EXERCISE GOAL
Collect all lines containing the word "with" from the data.
..............................
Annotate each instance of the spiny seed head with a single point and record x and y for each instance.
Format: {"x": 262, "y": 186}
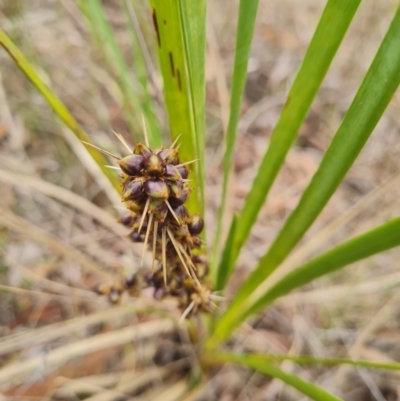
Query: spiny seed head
{"x": 176, "y": 202}
{"x": 182, "y": 213}
{"x": 127, "y": 219}
{"x": 181, "y": 231}
{"x": 175, "y": 189}
{"x": 201, "y": 266}
{"x": 134, "y": 206}
{"x": 133, "y": 190}
{"x": 132, "y": 164}
{"x": 156, "y": 189}
{"x": 183, "y": 171}
{"x": 169, "y": 156}
{"x": 196, "y": 225}
{"x": 171, "y": 173}
{"x": 103, "y": 289}
{"x": 136, "y": 237}
{"x": 158, "y": 150}
{"x": 153, "y": 165}
{"x": 158, "y": 209}
{"x": 141, "y": 149}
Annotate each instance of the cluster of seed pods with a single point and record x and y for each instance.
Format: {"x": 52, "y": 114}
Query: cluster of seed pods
..............................
EXERCISE ANSWER
Annotate each instance of the spiny seed head with a single point and record x and y for each instance.
Annotate each instance of the cluster of seed pods with a single point and record x and y for each instance.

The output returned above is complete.